▸ Requirements
Reproduce the data below verbatim, starting at the line that contains "Locate the wooden" and ending at the line that contains "<point>504,101</point>", both lines included.

▸ Listed entries
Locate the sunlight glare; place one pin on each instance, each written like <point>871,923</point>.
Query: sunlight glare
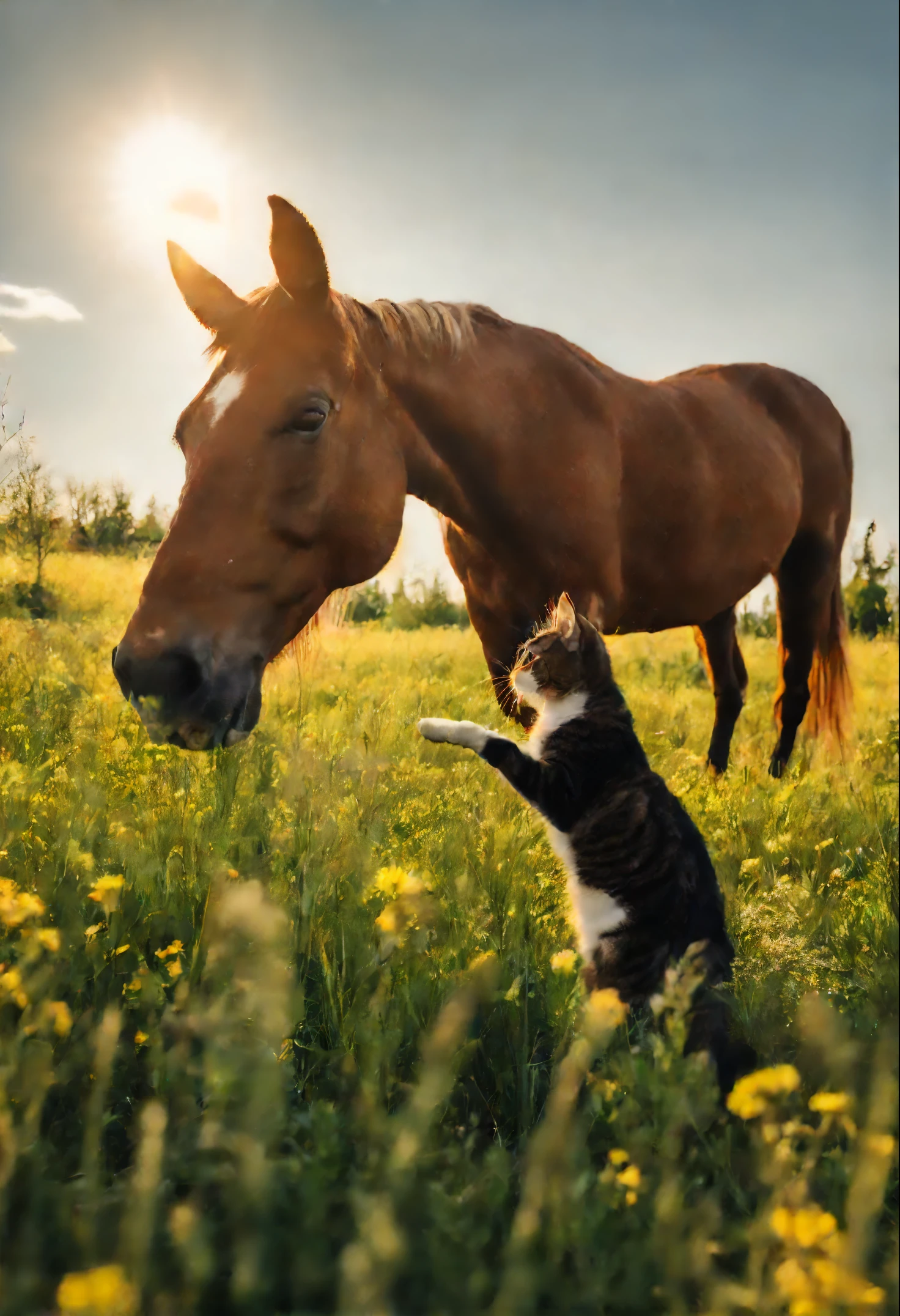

...

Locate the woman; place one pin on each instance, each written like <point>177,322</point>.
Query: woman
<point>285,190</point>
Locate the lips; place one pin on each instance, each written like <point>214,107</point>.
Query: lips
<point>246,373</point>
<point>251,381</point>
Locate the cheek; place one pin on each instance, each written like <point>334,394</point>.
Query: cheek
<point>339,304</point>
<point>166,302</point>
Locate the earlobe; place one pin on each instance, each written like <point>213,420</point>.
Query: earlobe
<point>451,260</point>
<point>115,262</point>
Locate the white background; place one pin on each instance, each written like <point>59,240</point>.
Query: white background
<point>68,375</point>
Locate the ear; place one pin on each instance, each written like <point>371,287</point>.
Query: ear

---

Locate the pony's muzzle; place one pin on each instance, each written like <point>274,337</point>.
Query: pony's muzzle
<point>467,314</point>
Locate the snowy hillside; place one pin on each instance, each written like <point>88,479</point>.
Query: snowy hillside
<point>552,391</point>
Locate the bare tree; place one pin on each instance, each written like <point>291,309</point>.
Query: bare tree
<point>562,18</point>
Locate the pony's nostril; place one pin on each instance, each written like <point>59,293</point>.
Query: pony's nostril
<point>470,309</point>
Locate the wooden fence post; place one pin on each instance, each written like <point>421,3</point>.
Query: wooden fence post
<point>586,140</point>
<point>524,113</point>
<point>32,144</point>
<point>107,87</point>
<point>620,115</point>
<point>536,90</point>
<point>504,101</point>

▸ Output
Locate the wooden fence post; place one pin on each instance, each written like <point>421,3</point>.
Query: wooden fence post
<point>586,140</point>
<point>524,113</point>
<point>32,144</point>
<point>107,87</point>
<point>620,115</point>
<point>536,90</point>
<point>504,101</point>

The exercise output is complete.